§ **YOUR GOAL**
State how many lines of the material below contain the string "white", with case counting. Give only the number.

***** MATERIAL TO PROCESS

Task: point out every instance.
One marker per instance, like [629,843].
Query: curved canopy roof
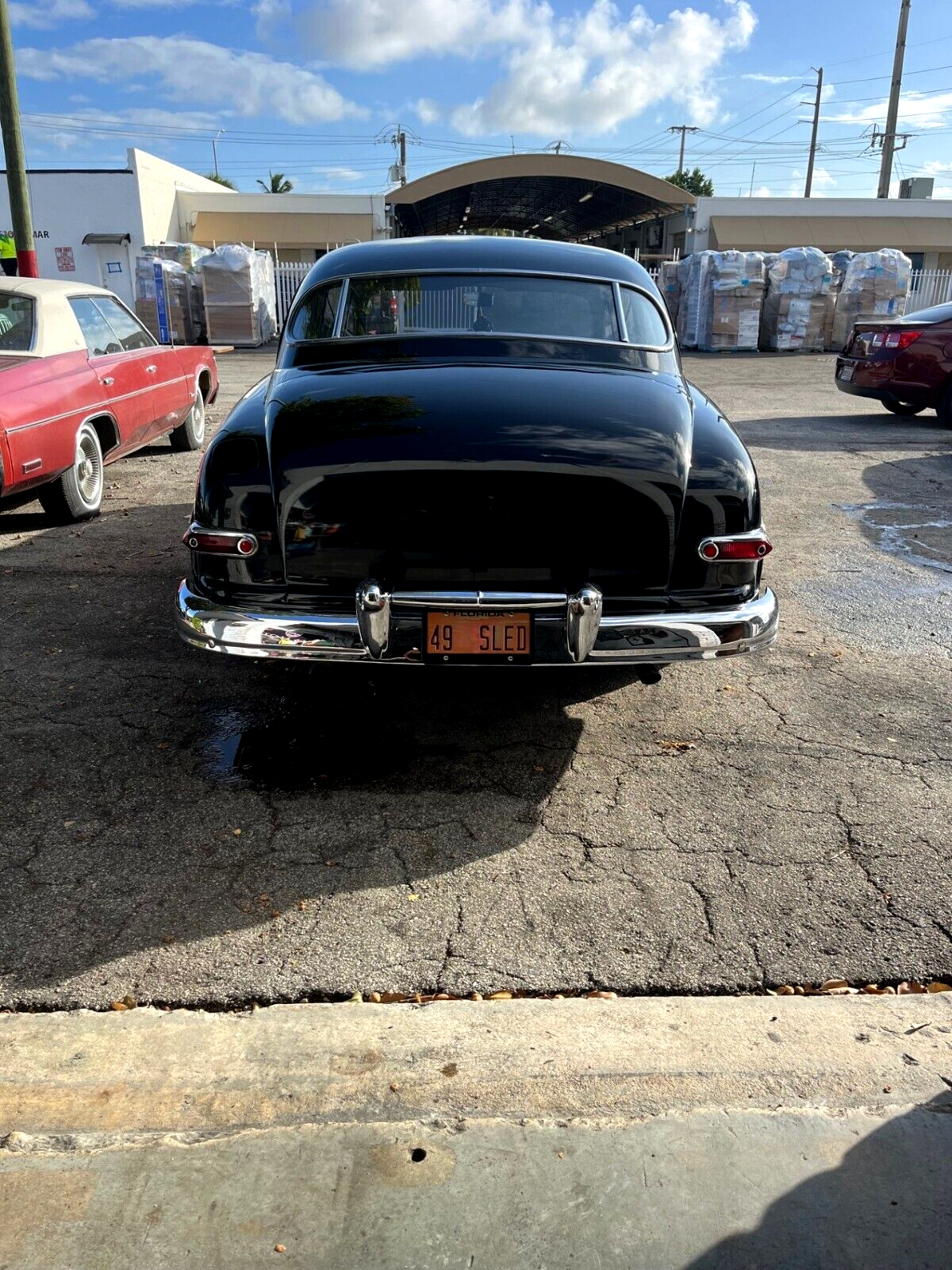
[549,194]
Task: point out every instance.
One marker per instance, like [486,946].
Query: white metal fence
[930,287]
[287,279]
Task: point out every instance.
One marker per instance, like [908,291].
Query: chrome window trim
[471,272]
[620,311]
[338,315]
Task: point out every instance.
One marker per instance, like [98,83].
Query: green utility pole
[13,152]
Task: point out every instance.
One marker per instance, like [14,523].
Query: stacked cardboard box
[875,286]
[691,275]
[179,290]
[731,296]
[240,298]
[839,260]
[795,306]
[670,286]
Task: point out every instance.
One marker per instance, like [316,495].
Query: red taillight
[743,546]
[900,340]
[220,541]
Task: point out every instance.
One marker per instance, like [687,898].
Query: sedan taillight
[220,541]
[736,546]
[900,340]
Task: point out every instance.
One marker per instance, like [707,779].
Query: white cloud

**********

§ **EXERCISE OUTPUT**
2